[Dataset content Boundary: Start]

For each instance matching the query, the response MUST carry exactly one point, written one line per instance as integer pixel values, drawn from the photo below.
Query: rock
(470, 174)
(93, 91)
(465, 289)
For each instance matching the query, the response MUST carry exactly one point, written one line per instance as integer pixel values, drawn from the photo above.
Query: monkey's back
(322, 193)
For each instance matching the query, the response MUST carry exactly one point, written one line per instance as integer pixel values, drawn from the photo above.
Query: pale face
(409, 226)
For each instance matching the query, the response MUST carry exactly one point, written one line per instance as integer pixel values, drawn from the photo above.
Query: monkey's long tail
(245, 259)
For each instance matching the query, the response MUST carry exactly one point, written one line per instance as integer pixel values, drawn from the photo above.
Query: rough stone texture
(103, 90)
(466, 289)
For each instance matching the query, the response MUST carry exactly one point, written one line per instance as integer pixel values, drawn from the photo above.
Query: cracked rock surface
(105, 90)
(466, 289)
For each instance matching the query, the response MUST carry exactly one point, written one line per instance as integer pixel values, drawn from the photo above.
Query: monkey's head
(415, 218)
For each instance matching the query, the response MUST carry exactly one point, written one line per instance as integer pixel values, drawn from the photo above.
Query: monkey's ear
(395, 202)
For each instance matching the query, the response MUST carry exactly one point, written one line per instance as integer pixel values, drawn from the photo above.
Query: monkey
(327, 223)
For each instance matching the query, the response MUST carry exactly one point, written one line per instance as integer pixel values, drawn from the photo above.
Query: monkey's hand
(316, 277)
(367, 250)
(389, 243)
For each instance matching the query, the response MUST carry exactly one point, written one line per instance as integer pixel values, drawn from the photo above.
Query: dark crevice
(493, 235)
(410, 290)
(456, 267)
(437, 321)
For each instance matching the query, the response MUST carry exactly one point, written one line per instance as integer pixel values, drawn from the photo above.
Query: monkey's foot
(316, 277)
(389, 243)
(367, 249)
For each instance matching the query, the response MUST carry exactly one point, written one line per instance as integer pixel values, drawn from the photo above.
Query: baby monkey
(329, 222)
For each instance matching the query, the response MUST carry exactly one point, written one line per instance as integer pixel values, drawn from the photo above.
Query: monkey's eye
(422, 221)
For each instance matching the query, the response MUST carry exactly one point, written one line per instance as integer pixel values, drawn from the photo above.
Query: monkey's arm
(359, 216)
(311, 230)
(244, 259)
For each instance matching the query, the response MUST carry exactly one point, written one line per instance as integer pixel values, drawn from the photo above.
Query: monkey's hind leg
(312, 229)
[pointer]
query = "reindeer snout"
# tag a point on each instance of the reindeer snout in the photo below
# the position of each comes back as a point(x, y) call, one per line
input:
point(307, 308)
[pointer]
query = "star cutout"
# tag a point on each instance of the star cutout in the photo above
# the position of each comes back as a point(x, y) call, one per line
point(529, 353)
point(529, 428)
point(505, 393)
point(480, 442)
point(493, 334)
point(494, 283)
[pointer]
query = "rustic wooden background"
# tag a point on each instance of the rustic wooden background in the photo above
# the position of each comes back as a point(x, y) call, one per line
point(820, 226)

[Dataset content Boundary: End]

Using the data above, repeat every line exactly.

Solved exercise:
For each instance matching the query, the response MUST carry exactly one point, written one line per instance as integer pixel values, drawn from the photo below.
Query: rock
(470, 174)
(93, 91)
(465, 289)
For each instance matching the query, the response MUST carry exactly one point, written one line per instance as integer pixel values, drawn from the photo above.
Query: monkey's back
(322, 193)
For each instance matching the query, the response MUST carry exactly one point, written one line per instance as integer pixel values, drawn from the photo above.
Query: pale face
(409, 226)
For each instance matching the query, the response MUST carry exactly one point, written one line per instance as integer pixel values, drawn from the photo above.
Query: monkey's long tail
(245, 259)
For each instance matching the query, the response MUST carry exactly one point, written one line per instance as integer pixel values, drawn from the photo above.
Query: rough stone texture
(103, 90)
(466, 289)
For each instance matching the query, the response MUST carry exactly one point, written one line per instance as integer pixel values, drawn from the photo above.
Query: cracked rock surface
(105, 90)
(466, 289)
For each instance matching the query, the response MUST carry exactly one point, written one line per instance as integer pixel values, drawn from the photo above.
Query: monkey's head
(415, 218)
For each instance matching the query, the response MUST carry exactly one point, written one line per instance as integer pixel values, drawn from the photo above.
Query: monkey's ear
(395, 202)
For each instance matching the query, the response MUST carry exactly one point, written one line per instance as integer pixel values, drawn from the photo above.
Query: monkey
(327, 223)
For each instance matching the query, the response MUST carry exactly one point, written one line per instance as integer pixel values, drawn from the photo above.
Query: monkey's hand
(316, 277)
(367, 250)
(389, 243)
For each instance matching the query, the response MUST carry exactly one point, written one line per instance as integer pixel values, drawn from the photo above.
Query: dark crevice
(493, 235)
(410, 290)
(456, 267)
(437, 321)
For each instance matching the query, the response MUST carry exactly one point, written one line per instance as integer pixel values, drawn from the photo above.
Query: monkey's foot
(316, 277)
(389, 243)
(367, 249)
For each instance matching the query, the response MUST carry exactly one point, written one line per instance as integer pixel values, drawn from the photo above.
Query: baby monkey
(329, 222)
For each instance matching the query, the response MUST carry exactly one point, written one line per instance as integer pixel values, drawn from the photo above.
Query: monkey's eye
(422, 221)
For each instance matching the query, the response MUST carry exactly one point, written one line per instance as integer pixel values, drawn from the photo above.
Query: monkey's arm
(359, 216)
(311, 230)
(244, 259)
For each instance matching the query, the response MUST carry exactly one point, written one line per instance as integer pixel values, drawn from the photo above.
Query: monkey's hind leg
(312, 229)
[pointer]
query = "reindeer snout"
# tag a point on each instance of the reindeer snout in the photo below
# the position of each comes back as a point(x, y) call, one per line
input:
point(307, 308)
[pointer]
query = "star cutout"
# tag a point on each instance of the star cutout in the photo above
# the position of each comes back as a point(x, y) call, one per line
point(529, 353)
point(529, 428)
point(505, 393)
point(480, 442)
point(493, 334)
point(494, 283)
[pointer]
query = "rustic wooden background"
# tag a point on each instance of the rustic wooden background in the photo above
# the position of each comes back as a point(x, y) call, one per line
point(820, 226)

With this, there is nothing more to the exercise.